[Start of MATERIAL PROVIDED]
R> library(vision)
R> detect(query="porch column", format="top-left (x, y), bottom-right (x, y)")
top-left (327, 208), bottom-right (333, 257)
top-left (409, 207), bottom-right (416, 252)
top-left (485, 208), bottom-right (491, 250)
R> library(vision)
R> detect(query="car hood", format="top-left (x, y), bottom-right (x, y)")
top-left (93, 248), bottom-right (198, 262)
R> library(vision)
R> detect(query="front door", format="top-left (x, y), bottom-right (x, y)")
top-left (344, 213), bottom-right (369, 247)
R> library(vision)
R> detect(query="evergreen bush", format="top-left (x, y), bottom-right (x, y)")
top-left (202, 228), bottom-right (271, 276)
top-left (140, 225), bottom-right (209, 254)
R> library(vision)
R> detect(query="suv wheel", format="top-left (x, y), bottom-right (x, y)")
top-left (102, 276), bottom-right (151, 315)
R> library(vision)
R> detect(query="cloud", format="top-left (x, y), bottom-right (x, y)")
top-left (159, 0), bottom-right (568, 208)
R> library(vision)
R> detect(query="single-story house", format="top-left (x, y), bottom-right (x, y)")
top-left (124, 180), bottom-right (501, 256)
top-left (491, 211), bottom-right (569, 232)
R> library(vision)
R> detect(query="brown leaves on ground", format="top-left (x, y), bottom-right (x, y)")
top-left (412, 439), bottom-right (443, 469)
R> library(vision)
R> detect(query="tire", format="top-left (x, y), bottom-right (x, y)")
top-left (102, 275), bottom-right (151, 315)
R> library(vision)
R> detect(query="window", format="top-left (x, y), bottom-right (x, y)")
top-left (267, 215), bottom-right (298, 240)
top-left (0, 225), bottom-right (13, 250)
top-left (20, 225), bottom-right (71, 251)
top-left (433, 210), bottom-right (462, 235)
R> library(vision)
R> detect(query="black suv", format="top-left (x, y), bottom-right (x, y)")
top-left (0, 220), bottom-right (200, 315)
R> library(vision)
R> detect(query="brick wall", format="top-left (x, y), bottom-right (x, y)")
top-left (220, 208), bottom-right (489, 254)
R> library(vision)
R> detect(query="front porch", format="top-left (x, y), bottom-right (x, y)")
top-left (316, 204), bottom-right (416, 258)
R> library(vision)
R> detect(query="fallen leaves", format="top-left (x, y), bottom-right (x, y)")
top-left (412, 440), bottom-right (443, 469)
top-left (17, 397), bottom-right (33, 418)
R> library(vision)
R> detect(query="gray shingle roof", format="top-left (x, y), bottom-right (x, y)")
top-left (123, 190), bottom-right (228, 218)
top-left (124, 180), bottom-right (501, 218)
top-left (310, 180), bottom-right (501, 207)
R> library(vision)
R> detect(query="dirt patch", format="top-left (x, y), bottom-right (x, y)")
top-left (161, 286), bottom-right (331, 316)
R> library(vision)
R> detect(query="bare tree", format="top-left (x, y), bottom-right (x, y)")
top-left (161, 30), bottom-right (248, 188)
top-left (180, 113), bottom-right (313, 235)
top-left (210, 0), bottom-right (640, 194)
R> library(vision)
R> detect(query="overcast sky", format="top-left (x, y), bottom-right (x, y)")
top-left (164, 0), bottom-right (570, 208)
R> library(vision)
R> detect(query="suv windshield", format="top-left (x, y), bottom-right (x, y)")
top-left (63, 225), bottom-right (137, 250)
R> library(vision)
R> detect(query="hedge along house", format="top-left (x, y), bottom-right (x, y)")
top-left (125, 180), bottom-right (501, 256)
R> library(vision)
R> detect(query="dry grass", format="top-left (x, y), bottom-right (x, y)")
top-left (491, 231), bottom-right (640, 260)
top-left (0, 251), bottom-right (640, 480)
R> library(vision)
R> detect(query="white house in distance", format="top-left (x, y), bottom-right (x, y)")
[End of MATERIAL PROVIDED]
TASK OBJECTIVE:
Arrange every line of the entries above as a numbered list, leaving out any blank lines.

ANSWER TO THIS TASK:
1. R> library(vision)
2. R> detect(query="porch column", format="top-left (x, y), bottom-right (x, y)")
3. top-left (327, 208), bottom-right (333, 257)
4. top-left (409, 207), bottom-right (416, 252)
5. top-left (485, 208), bottom-right (491, 250)
6. R> library(vision)
7. R> detect(query="car hood", format="top-left (x, y), bottom-right (x, y)")
8. top-left (93, 248), bottom-right (198, 262)
9. R> library(vision)
10. R> detect(query="front door", format="top-left (x, y), bottom-right (x, y)")
11. top-left (344, 213), bottom-right (369, 247)
12. R> library(vision)
13. R> detect(query="evergreen bush", format="top-left (x, y), bottom-right (x, y)")
14. top-left (202, 228), bottom-right (271, 276)
15. top-left (140, 225), bottom-right (209, 254)
16. R> library(vision)
17. R> detect(query="suv wheel", format="top-left (x, y), bottom-right (x, y)")
18. top-left (102, 276), bottom-right (151, 315)
19. R> library(vision)
20. R> detect(query="cloud", format="top-left (x, y), bottom-right (x, y)")
21. top-left (159, 0), bottom-right (568, 208)
22. R> library(vision)
23. R> detect(query="single-story house", format="top-left (x, y), bottom-right (x, y)")
24. top-left (124, 180), bottom-right (501, 256)
25. top-left (491, 211), bottom-right (569, 232)
26. R> library(vision)
27. R> detect(query="brown leaves on ground", format="top-left (x, y), bottom-right (x, y)")
28. top-left (412, 439), bottom-right (443, 469)
29. R> library(vision)
30. R> detect(query="tire", format="top-left (x, y), bottom-right (x, y)")
31. top-left (102, 275), bottom-right (151, 315)
32. R> library(vision)
33. R> detect(query="window", format="top-left (x, y), bottom-right (x, y)")
34. top-left (267, 215), bottom-right (298, 240)
35. top-left (0, 225), bottom-right (13, 250)
36. top-left (20, 225), bottom-right (71, 251)
37. top-left (433, 210), bottom-right (462, 235)
38. R> library(vision)
39. R> detect(query="black suv", format="top-left (x, y), bottom-right (x, y)")
40. top-left (0, 220), bottom-right (200, 315)
41. R> library(vision)
42. R> detect(query="brick wall", format="top-left (x, y), bottom-right (x, y)")
43. top-left (220, 208), bottom-right (489, 254)
44. R> library(vision)
45. R> detect(query="front porch", format="top-left (x, y), bottom-right (x, y)")
46. top-left (316, 204), bottom-right (416, 258)
47. R> library(vision)
48. R> detect(query="fallen leaves", format="top-left (x, y), bottom-right (x, y)")
49. top-left (412, 440), bottom-right (443, 469)
50. top-left (17, 397), bottom-right (33, 418)
51. R> library(vision)
52. R> detect(query="gray shingle roof", format="top-left (x, y), bottom-right (x, y)")
53. top-left (123, 190), bottom-right (228, 218)
54. top-left (124, 180), bottom-right (501, 218)
55. top-left (310, 180), bottom-right (501, 207)
56. R> library(vision)
57. R> detect(query="dirt patch", format="top-left (x, y), bottom-right (x, y)")
58. top-left (161, 286), bottom-right (331, 316)
59. R> library(vision)
60. R> detect(query="bare tree", format="top-left (x, y), bottom-right (x, y)")
61. top-left (161, 30), bottom-right (248, 188)
62. top-left (180, 113), bottom-right (313, 235)
63. top-left (210, 0), bottom-right (640, 194)
64. R> library(vision)
65. R> detect(query="overcast sky", format="top-left (x, y), bottom-right (x, y)")
66. top-left (164, 0), bottom-right (570, 208)
67. R> library(vision)
68. R> detect(query="suv windshield", format="top-left (x, y), bottom-right (x, y)")
69. top-left (63, 225), bottom-right (137, 250)
70. R> library(vision)
71. R> detect(query="hedge along house", format="top-left (x, y), bottom-right (x, y)")
72. top-left (125, 180), bottom-right (501, 256)
73. R> library(vision)
74. R> detect(query="dry grass", format="top-left (x, y), bottom-right (x, y)")
75. top-left (491, 231), bottom-right (640, 260)
76. top-left (0, 251), bottom-right (640, 480)
77. R> library(vision)
78. R> detect(query="white house in distance", format="top-left (x, y), bottom-right (x, y)")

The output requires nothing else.